■ Information provided:
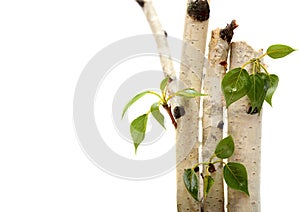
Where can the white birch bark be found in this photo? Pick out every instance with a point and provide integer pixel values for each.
(213, 115)
(187, 155)
(246, 132)
(160, 37)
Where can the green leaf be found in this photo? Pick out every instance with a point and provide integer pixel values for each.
(225, 148)
(279, 51)
(235, 84)
(138, 130)
(274, 80)
(208, 183)
(157, 114)
(191, 182)
(235, 175)
(189, 93)
(164, 83)
(258, 91)
(133, 100)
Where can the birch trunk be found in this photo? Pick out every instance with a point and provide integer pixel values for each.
(246, 132)
(213, 116)
(187, 141)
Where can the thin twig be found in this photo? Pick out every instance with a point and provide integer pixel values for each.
(160, 36)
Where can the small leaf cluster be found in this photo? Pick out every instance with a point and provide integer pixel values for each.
(235, 174)
(139, 125)
(259, 86)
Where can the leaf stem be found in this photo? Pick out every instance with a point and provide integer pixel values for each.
(264, 68)
(156, 94)
(169, 111)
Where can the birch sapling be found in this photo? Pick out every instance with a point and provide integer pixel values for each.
(245, 128)
(187, 141)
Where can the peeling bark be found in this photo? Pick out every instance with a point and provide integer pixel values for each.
(246, 131)
(187, 141)
(213, 115)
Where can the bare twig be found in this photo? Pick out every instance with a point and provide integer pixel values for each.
(160, 38)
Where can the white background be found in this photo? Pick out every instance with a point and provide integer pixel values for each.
(44, 46)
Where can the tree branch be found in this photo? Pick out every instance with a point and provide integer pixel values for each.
(160, 38)
(187, 155)
(246, 131)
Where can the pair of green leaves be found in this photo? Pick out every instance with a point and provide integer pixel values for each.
(235, 174)
(258, 86)
(139, 125)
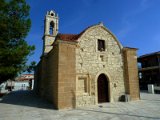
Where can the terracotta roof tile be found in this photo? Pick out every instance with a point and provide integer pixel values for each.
(68, 37)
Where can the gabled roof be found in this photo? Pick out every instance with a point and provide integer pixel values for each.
(150, 54)
(68, 37)
(75, 37)
(72, 37)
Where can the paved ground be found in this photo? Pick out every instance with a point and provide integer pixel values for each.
(24, 105)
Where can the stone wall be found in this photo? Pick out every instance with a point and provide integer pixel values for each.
(131, 73)
(90, 63)
(66, 75)
(47, 76)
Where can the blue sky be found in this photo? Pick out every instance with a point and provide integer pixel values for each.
(136, 23)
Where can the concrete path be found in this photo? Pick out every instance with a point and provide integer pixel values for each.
(24, 105)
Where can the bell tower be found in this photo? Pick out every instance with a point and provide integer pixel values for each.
(50, 30)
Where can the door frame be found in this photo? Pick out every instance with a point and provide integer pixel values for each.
(105, 93)
(109, 86)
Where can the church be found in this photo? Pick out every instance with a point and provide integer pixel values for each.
(88, 68)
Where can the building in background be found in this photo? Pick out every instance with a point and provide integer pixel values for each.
(24, 82)
(149, 72)
(85, 69)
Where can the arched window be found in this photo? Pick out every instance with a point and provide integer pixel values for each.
(51, 28)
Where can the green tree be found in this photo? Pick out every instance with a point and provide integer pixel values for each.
(14, 27)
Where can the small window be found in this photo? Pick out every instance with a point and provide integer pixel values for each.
(101, 45)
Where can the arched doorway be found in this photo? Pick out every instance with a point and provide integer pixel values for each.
(103, 93)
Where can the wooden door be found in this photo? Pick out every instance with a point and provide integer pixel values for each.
(103, 89)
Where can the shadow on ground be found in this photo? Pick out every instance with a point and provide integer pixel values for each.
(26, 98)
(121, 114)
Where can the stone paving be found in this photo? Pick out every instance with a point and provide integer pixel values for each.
(24, 105)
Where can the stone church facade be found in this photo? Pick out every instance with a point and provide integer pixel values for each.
(84, 69)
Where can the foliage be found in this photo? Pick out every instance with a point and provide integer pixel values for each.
(14, 26)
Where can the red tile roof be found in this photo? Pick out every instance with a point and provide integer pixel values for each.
(68, 37)
(72, 37)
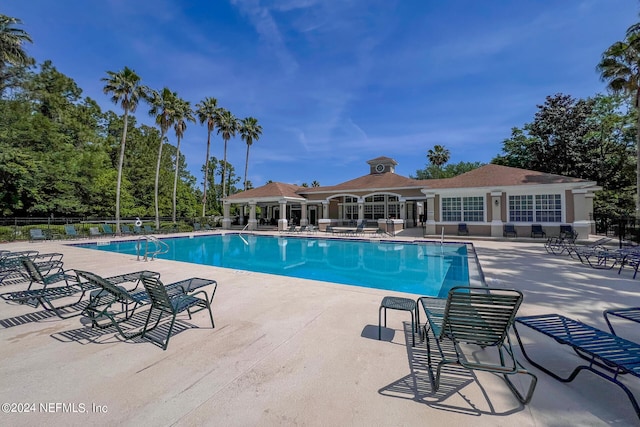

■ Problem description: Repeat all of the entries word for word, but omit the pictures.

■ Solution for this problem:
Where can the white birch bark be found in this photo? Pick out every instance with a point and provide integer pixel values for each.
(213, 115)
(187, 155)
(246, 132)
(160, 37)
Where can the green leaf be found in this photo? Pick out every instance with a point and provide integer pixel values for each.
(225, 148)
(279, 51)
(235, 84)
(138, 130)
(274, 80)
(208, 183)
(157, 114)
(191, 182)
(235, 175)
(189, 93)
(164, 83)
(258, 91)
(133, 100)
Where can the birch trunk be found in this photo? Pick out every instance with a point and provide integer pixel values for each.
(246, 132)
(213, 116)
(187, 141)
Where can the thin twig be found in this photo? Pick out every instance with a point and provide integer pixel values for each.
(160, 36)
Where can the small leaf cluster be found in this photo? Pick out every instance with a point and provide integer pixel values for each.
(235, 174)
(139, 125)
(259, 86)
Where can the leaf stem be found in this photo? Pick out every instance with a point and provide integer pixel values for each.
(264, 68)
(156, 94)
(169, 111)
Where can the birch sapling be found in this photo? Pick out every instance with a point and provide integer pixel values for each.
(245, 128)
(187, 141)
Where can the peeling bark be found in this photo? Pick out every instance with a point and provide integer pixel values for each.
(246, 131)
(187, 141)
(213, 115)
Where can the bare twig be found in this photo? Pick out every instance with a point and provide integer pixel values for each.
(160, 38)
Where can the white background be found in this photo? Pick out every instance with a point and provide integer pixel values for each.
(44, 46)
Where can the tree branch be found in this photo? Pick out every instance with a point and provide integer pixel values for each.
(160, 38)
(187, 155)
(246, 131)
Where can the pair of green leaves be found in this photo? Pick out every instance with a point and provide integer pixel values for each.
(235, 174)
(258, 86)
(139, 125)
Where can the terracotta roof tile be found in this photo? Pick out every instance with a point and provide integer pixel values for each.
(68, 37)
Where can the gabled roof be found in this photo? Pick out every instance with a point and provide integer pixel values for each.
(150, 54)
(68, 37)
(75, 37)
(72, 37)
Where can the paved ground be found in this photo? Pick out every instance with a point and provide integer pixel values for each.
(24, 105)
Where can the stone wall be found in this photo? Pick out every instance with a point and provide integer pixel values for each.
(131, 73)
(90, 63)
(66, 75)
(47, 76)
Where can the blue sky be found in this photo? Pick out every instance with a point and provide integer pixel values for each.
(136, 23)
Where can the concrete path be found in this photo? Pick out every instance with a point and provide integer pixel values for each.
(24, 105)
Where can the bell tower be found in this photo? Pick out every instance with a point and provide integer pixel values for each.
(50, 30)
Where can the door frame be found in this photo? Pick out every instance with a point and provide integer pixel values for each.
(105, 93)
(109, 86)
Where can the church be found in this photo? Pick out every instance with a point and provide integer pixel values for each.
(88, 68)
Where can the building in background be found in this photo? Pick out every instance with a point and provide integer pixel values for each.
(24, 82)
(149, 72)
(85, 69)
Where can the arched window be found in this photo? Pick out every instance with a point and provide integer pixel values for each.
(51, 28)
Where can the green tree be found in this photo? Pick out every instance with a point and provide integer pixel values for each.
(14, 27)
Where can the small window be found in this photo? Pick out every instance with a point and provide integer pixel values for each.
(101, 45)
Where can the arched doorway be found in this photo? Pick out every instance with a point and provide integer pixel values for each.
(103, 93)
Where can the wooden door be found in this photo? Pick out every instance with a point and provide integer pixel values for each.
(103, 89)
Where can the shadow on ground be found in this photo? Pick out every instance with a point and provide integer pixel values for each.
(26, 98)
(121, 114)
Where can the stone paving be found in this photo? Pick out every instance with a point and provide integer pixel values for each.
(24, 105)
Where can the stone church facade be found in this photo? Pick out every instance with a point and provide integer pixel values for each.
(84, 69)
Where can the foliage be found in this photo? Pick out every instance with a point and provide integer pixel values for each.
(14, 26)
Where can the red tile roof be found in this photo? Pick out every instance with a point and provide integer pixel values for each.
(68, 37)
(72, 37)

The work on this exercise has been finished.